§ **Texto propuesto**
⟨

La vida desde entonces fue distinta. No dejé de jugar en el parque ni de andar en bicicleta, tampoco dejé de leer historietas ni libros de ciencia ficción, no dejé de escuchar música ni de tumbarme sobre el pasto a mirar el cielo. Lo que cambió fueron mis estados de ánimo: desde entonces me percaté de que me había vuelto rehén de la tristeza. Aquel golpe había acrecentado una sensación que desde hacía tiempo —quizás desde siempre— habitaba en mí. Al principio, le llamaba así, “tristeza”. Más tarde, “melancolía”. Freud dijo en una ocasión: “quien nace melancólico, mama tristeza en cualquier acontecimiento”. Ése soy yo. Pero ése no fue el único cambio: mis dolores de cabeza se volvieron más frecuentes, también más intensos. Melancolía y jaqueca, mis compañeras inseparables.
Se desconocen los orígenes de mis jaquecas. Neurólogos e internistas, brujos y homeópatas, gurús de la iriología y el biomagnetismo, ninguno ha logrado detectar las causas y mucho menos curarme. Parece en mí una disposición natural. El dolor es siempre agudo y punzante, pero lo acompañan otros síntomas: hinchazón en las manos y hormigueo en el estómago, fiebre ligera y náuseas, somnolencia y, sobre todo, fotofobia. Además, hipersensibilidad olfativa, gustativa y auditiva. Mis sentidos son, durante estos trances, como los de un animal. Soy capaz de detectar olores y aromas a una distancia considerable y además puedo distinguirlos y separarlos. Al principio ésta era una experiencia muy desagradable. Pronto encontré una solución: coleccionar aromas como menta, almizcle, hierbabuena, manzanilla, canela, azahar y algunas especias. Esta clase de esencias ayuda además a disminuir el dolor. Los sabores y los ruidos sí son, en cambio, insoportables. Pero lo peor es la fotofobia: no soporto la luz blanca. Es como si me incrustaran alfileres en los ojos y me empotraran la corona de espinas del Cristo.
Se ha escrito bastante sobre migraña, jaquecas y dolores de cabeza. Un libro muy importante para mí ha sido el de Francisco Hinojosa, Migraña en racimos (reeditado por Almadía en 2016). También leí con enorme entusiasmo Migraña, de Oliver Sacks. Ambos libros fueron reveladores. Leí primero —porque es más viejo— el de Sacks. Gracias a él me enteré de la variedad de migrañas. Supe que, aunque lo más común al sufrir de migraña, son el dolor de cabeza y las náuseas, también suele ir acompañada de diversos trastornos fisiológicos. Entendí entonces que no estaba loco. Y supe además que a uno puede darle migraña sin dolor de cabeza. Leí más tarde a Hinojosa. Gracias a él entendí que la migraña era parte de mí. Aprendí a vivir con ella. La utilizo en mis clases de filosofía para discutir casos de percepción atípica y para introducir el tema de la relación entre el cuerpo y la mente. La migraña ha sido también una forma de autoexplorar los límites del dolor.
Por cierto, la gente le dice migraña a la migraña. La palabra es de origen latino: hemicrania. Yo prefiero decirle “jaqueca”, una palabra de origen árabe, shaqīqa, que significa “mitad”. Y es que nos duele medio cráneo.

⟩

§ **Registros proporcionados**
⟨

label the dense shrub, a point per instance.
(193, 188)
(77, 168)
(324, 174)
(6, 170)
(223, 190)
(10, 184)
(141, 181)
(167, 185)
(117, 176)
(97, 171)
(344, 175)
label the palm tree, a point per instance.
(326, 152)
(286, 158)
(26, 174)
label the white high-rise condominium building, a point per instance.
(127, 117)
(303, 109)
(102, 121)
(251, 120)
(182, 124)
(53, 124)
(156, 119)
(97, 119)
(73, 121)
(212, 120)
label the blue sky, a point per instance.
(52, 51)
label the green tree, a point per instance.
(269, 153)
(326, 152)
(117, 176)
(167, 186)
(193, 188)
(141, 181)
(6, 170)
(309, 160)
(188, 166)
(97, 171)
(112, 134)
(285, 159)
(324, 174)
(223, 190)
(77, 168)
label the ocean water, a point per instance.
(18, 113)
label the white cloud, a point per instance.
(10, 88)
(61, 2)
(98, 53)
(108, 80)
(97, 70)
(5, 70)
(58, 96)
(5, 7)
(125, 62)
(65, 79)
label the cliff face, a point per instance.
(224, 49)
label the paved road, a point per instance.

⟩

Según el texto sobre la jaqueca, ¿por qué quien narra prefiere la palabra “jaqueca” a “migraña”? Responde en una a tres oraciones.

§ **Respuesta del ejercicio**
Prefiere “jaqueca” porque viene del árabe shaqīqa, que significa “mitad”, y el dolor afecta medio cráneo.